**Task to carry out:**
Could you copy each line of the listing that holds "corners"?

**Given data:**
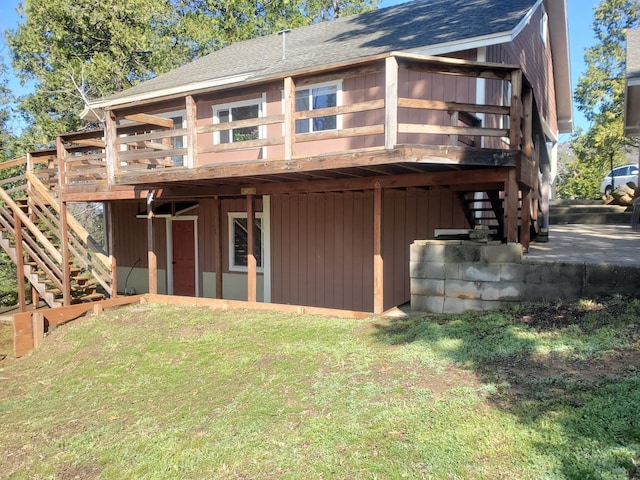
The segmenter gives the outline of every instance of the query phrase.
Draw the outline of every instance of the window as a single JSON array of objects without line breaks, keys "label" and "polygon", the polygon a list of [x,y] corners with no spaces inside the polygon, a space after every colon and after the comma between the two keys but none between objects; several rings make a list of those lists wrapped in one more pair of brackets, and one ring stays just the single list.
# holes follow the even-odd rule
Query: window
[{"label": "window", "polygon": [[[254,229],[254,251],[256,252],[256,265],[258,271],[262,271],[262,253],[264,243],[262,240],[262,213],[256,213]],[[247,214],[229,213],[229,270],[236,272],[247,271],[247,258],[249,249],[247,244]]]},{"label": "window", "polygon": [[[500,106],[508,107],[511,105],[511,82],[507,80],[502,81],[502,92],[500,93]],[[507,129],[509,128],[510,117],[509,115],[501,115],[500,116],[500,128]],[[507,140],[508,141],[508,140]]]},{"label": "window", "polygon": [[[173,128],[175,130],[184,128],[184,121],[181,116],[171,117],[171,120],[173,120]],[[183,136],[171,137],[171,146],[174,149],[177,150],[177,149],[184,148],[184,144],[185,144],[185,140]],[[173,163],[175,164],[176,167],[184,166],[184,155],[174,155],[173,157],[171,157],[171,160],[173,160]]]},{"label": "window", "polygon": [[[337,107],[340,96],[340,85],[316,85],[296,90],[296,112]],[[296,133],[320,132],[339,128],[337,115],[304,118],[296,120]]]},{"label": "window", "polygon": [[[238,120],[259,118],[261,113],[259,100],[249,100],[247,102],[238,102],[222,106],[218,105],[214,108],[214,123],[237,122]],[[215,132],[214,142],[221,144],[257,140],[260,138],[260,133],[260,127],[258,126],[230,128],[229,130]]]}]

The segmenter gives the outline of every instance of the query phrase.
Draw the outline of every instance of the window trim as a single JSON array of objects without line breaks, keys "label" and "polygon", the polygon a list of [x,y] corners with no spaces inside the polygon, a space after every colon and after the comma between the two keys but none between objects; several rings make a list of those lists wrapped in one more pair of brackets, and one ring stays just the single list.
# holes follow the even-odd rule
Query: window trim
[{"label": "window trim", "polygon": [[[218,112],[220,110],[229,110],[229,112],[231,112],[232,108],[237,108],[237,107],[246,107],[246,106],[251,106],[251,105],[257,105],[258,106],[258,117],[257,118],[262,118],[265,116],[266,113],[266,98],[265,98],[265,94],[262,94],[262,96],[260,97],[256,97],[256,98],[251,98],[248,100],[239,100],[237,102],[227,102],[227,103],[219,103],[216,105],[212,105],[211,109],[213,111],[213,123],[214,125],[220,124],[222,122],[220,122],[220,116],[218,114]],[[231,120],[233,121],[233,119]],[[231,132],[231,130],[227,130],[228,132]],[[264,125],[259,125],[258,126],[258,139],[262,140],[265,138],[265,126]],[[238,143],[238,142],[234,142],[233,141],[233,135],[229,135],[229,142],[228,143]],[[226,145],[226,143],[221,143],[220,142],[220,132],[213,132],[213,144],[214,145]]]},{"label": "window trim", "polygon": [[[314,88],[323,88],[323,87],[336,87],[336,107],[340,107],[342,106],[342,79],[340,80],[332,80],[330,82],[321,82],[321,83],[312,83],[309,85],[301,85],[299,88],[296,87],[296,91],[294,94],[294,98],[293,98],[293,102],[295,105],[295,101],[297,98],[297,93],[301,90],[309,90],[309,95],[311,97],[311,101],[309,102],[309,105],[311,107],[313,107],[313,94],[312,91]],[[283,97],[284,98],[284,97]],[[295,110],[296,112],[311,112],[315,110],[314,108],[310,108],[309,110]],[[318,133],[318,132],[332,132],[332,131],[338,131],[338,130],[342,130],[342,115],[337,114],[336,116],[336,128],[331,128],[331,129],[327,129],[327,130],[313,130],[313,125],[312,125],[312,121],[313,118],[306,118],[306,119],[301,119],[301,120],[296,120],[296,122],[302,121],[302,120],[306,120],[307,122],[309,122],[309,131],[308,132],[298,132],[296,130],[296,135],[306,135],[309,133]]]},{"label": "window trim", "polygon": [[541,13],[540,17],[540,37],[542,37],[542,43],[547,45],[547,36],[549,34],[549,15],[547,15],[547,11],[544,8],[544,5],[541,5]]},{"label": "window trim", "polygon": [[[256,218],[260,219],[260,224],[261,224],[261,228],[260,231],[262,232],[261,236],[260,236],[260,249],[262,252],[262,266],[258,266],[256,265],[256,271],[258,273],[264,273],[264,265],[265,265],[265,219],[264,219],[264,215],[263,212],[256,212]],[[245,267],[243,265],[235,265],[235,241],[234,241],[234,231],[233,231],[233,227],[234,227],[234,220],[236,218],[247,218],[247,212],[228,212],[227,214],[228,217],[228,240],[229,240],[229,252],[228,252],[228,256],[229,256],[229,271],[230,272],[243,272],[246,273],[248,272],[249,268],[248,266]],[[257,262],[256,262],[257,263]]]}]

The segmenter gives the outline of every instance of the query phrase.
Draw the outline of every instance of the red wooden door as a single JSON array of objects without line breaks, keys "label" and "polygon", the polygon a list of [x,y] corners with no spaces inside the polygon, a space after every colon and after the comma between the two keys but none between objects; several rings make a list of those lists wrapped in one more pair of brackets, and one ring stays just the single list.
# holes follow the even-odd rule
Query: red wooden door
[{"label": "red wooden door", "polygon": [[173,294],[196,295],[195,222],[171,222],[173,243]]}]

**Solution to this problem:**
Draw the outline of every instance of the window as a single JSON array of objects without line breaks, keys "label" and "polygon", the polygon a list of [x,y] corners with no spaces inside the polygon, a space after every colon and after the comma between the two keys but none between objects; several rings make a list of those lists wrapped in one more pair of brackets, and one ring stays just the single list.
Draw the outline of every instance of the window trim as a single JSON array of objects without line breaks, keys "label" and "polygon", the polygon a list of [x,y] corners with no spaces inside the polygon, a space after every colon and after the comma between the two keys but none between objects; several rings make a list of those lists wrapped in one more pair of brackets, and one ring stays just the single list.
Draw the outline of every instance of the red wooden door as a single JSON array of objects without line breaks, keys "label" and "polygon", the polygon a list of [x,y] corners with no spaces inside the polygon, a space after every colon and after the comma between the two keys but none between objects; several rings make a list of those lists wrapped in one more pair of brackets, and one ring stays just the single list.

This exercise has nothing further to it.